**Aufgaben:**
1/ Welche zwei Fachgesellschaften stellten laut dem Text über das Darmmikrobiom das Thema in den Mittelpunkt ihrer gemeinsamen Pressekonferenz?
2/ Setze den Text über das Darmmikrobiom im Anschluss an seinen letzten Satz fort.

**Vorliegender Text:**
※ ※ ※
Das Darmmikrobiom beeinflusst Hormonhaushalt, Blutzuckerspiegel und Verteilung von Körperfett.
Das Darmmikrobiom übernimmt weit mehr Aufgaben als bislang angenommen: Es steuert die Verdauung, beeinflusst den Hormonhaushalt, Blutzuckerspiegel und die Verteilung von Körperfett. Damit gewinnt es in der Prävention und Behandlung von Stoffwechselerkrankungen wie Adipositas und Typ-2-Diabetes zunehmend an Bedeutung.
Die Deutsche Gesellschaft für Endokrinologie und die Deutsche Diabetes Gesellschaft rückten das Thema in den Fokus ihrer gemeinsamen Pressekonferenz.
Mikrobiom beeinflusst Hormonbildung
Heute ist klar: Die mikroskopisch kleinen Mitbewohner in unserem Verdauungstrakt übernehmen wichtige Aufgaben, die weit über die Aufspaltung von Nahrung hinausgehen.
※ ※ ※
**Inhalt des Datensatzes:**

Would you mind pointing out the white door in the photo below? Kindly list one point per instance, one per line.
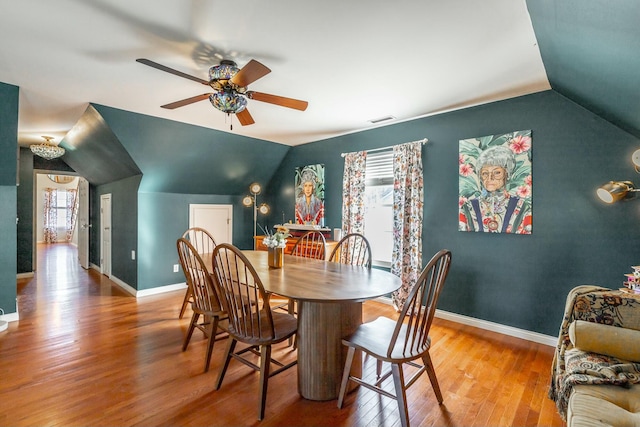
(83, 223)
(105, 234)
(216, 219)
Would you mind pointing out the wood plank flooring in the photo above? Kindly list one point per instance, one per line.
(85, 353)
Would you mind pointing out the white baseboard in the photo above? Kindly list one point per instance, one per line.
(491, 326)
(145, 292)
(161, 289)
(11, 317)
(28, 275)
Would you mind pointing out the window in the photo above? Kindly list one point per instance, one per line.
(378, 217)
(61, 208)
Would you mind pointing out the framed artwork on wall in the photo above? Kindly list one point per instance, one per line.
(495, 183)
(309, 190)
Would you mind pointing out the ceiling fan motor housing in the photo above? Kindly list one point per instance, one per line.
(228, 101)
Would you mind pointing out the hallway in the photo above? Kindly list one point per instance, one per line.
(86, 353)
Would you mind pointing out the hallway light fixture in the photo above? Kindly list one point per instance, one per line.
(47, 150)
(252, 200)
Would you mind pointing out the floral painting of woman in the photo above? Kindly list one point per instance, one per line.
(495, 185)
(310, 195)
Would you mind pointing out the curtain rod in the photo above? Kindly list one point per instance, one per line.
(424, 141)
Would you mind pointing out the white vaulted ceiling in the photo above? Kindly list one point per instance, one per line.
(352, 61)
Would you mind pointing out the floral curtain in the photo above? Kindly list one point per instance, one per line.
(50, 215)
(353, 187)
(72, 210)
(406, 260)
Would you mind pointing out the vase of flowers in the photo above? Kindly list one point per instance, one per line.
(275, 244)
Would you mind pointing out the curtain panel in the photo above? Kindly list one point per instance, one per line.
(353, 186)
(72, 201)
(406, 259)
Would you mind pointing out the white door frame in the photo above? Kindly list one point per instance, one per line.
(105, 234)
(200, 215)
(82, 223)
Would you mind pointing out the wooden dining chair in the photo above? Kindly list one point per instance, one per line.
(352, 249)
(251, 319)
(401, 341)
(204, 298)
(204, 243)
(311, 244)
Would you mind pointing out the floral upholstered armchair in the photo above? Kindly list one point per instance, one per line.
(595, 376)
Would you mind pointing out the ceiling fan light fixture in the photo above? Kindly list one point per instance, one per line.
(47, 150)
(228, 102)
(225, 71)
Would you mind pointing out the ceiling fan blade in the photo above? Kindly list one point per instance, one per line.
(279, 100)
(171, 71)
(184, 102)
(250, 73)
(245, 118)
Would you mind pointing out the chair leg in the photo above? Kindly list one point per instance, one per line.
(401, 395)
(192, 326)
(426, 359)
(231, 345)
(265, 364)
(213, 327)
(185, 302)
(345, 375)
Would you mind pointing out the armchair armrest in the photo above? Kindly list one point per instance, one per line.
(621, 343)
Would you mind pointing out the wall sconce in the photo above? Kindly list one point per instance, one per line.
(252, 200)
(635, 158)
(614, 191)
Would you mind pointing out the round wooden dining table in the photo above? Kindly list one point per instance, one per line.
(329, 298)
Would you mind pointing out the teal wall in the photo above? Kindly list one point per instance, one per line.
(515, 280)
(163, 218)
(25, 213)
(519, 281)
(124, 227)
(8, 195)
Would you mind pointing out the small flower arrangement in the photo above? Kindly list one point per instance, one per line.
(277, 239)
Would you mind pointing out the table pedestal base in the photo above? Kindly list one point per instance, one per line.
(321, 355)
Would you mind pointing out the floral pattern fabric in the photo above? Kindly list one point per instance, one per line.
(572, 366)
(406, 260)
(72, 210)
(353, 191)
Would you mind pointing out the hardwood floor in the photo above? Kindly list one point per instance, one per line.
(86, 353)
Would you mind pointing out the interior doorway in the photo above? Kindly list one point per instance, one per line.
(55, 207)
(216, 219)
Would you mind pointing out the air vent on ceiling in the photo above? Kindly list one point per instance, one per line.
(381, 119)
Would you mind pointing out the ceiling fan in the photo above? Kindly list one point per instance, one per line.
(231, 88)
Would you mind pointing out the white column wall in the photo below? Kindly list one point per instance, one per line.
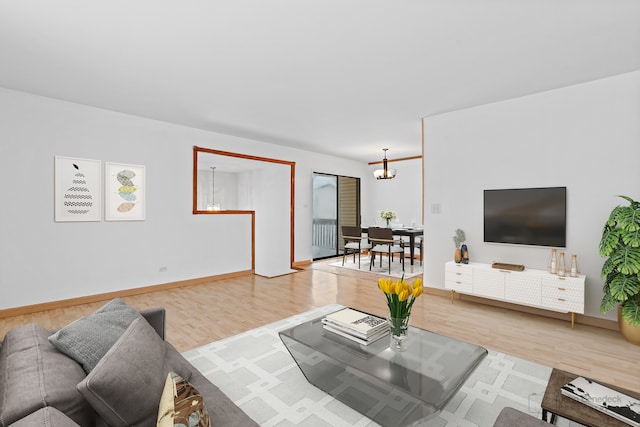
(42, 261)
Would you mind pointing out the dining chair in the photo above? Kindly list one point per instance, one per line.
(383, 243)
(417, 244)
(353, 242)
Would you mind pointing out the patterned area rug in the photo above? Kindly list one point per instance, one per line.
(256, 371)
(396, 267)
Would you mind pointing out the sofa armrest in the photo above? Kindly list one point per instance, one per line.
(156, 318)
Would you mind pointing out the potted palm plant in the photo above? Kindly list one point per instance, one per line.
(621, 271)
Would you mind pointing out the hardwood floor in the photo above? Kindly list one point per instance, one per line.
(199, 314)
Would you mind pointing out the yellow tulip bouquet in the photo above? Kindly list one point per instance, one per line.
(400, 298)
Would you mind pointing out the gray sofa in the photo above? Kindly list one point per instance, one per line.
(41, 385)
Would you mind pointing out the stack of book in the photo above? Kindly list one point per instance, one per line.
(360, 327)
(611, 402)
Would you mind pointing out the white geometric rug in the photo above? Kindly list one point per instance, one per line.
(257, 372)
(396, 267)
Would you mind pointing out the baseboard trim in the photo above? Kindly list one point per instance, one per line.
(301, 265)
(52, 305)
(580, 318)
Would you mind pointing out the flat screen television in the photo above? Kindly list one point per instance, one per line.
(526, 216)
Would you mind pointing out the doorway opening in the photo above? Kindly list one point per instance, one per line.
(336, 202)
※ ※ ※
**Antworten:**
1/ Die Deutsche Gesellschaft für Endokrinologie und die Deutsche Diabetes Gesellschaft.

2/
- Sie beeinflussen die Menge an Kalorien, die wir aus unserer Nahrung aufnehmen.
 - Sie produzieren Stoffe, die wie Hormone wirken.
 
„Das Darmmikrobiom bringt einen mehr als hundertfach größeren Genpool mit als unsere menschlichen Gene“, sagt der Tübinger Diabetologe und Endokrinologe Prof. Reiner Jumpertz-von Schwartzenberg.
Durch Eingriffe in den Genpool dieser Bakterien ist es zum Beispiel möglich, Eiweiße herzustellen, die unserem Körperhormon GLP-1 ähneln. Das durch die Abnehmspritze bekannt gewordene Hormon spielt für den Blutzuckerspiegel und das Sättigungsgefühl eine wichtige Rolle. Medikamente mit synthetischem GLP-1 kommen bereits erfolgreich bei Diabetes und Übergewicht zum Einsatz.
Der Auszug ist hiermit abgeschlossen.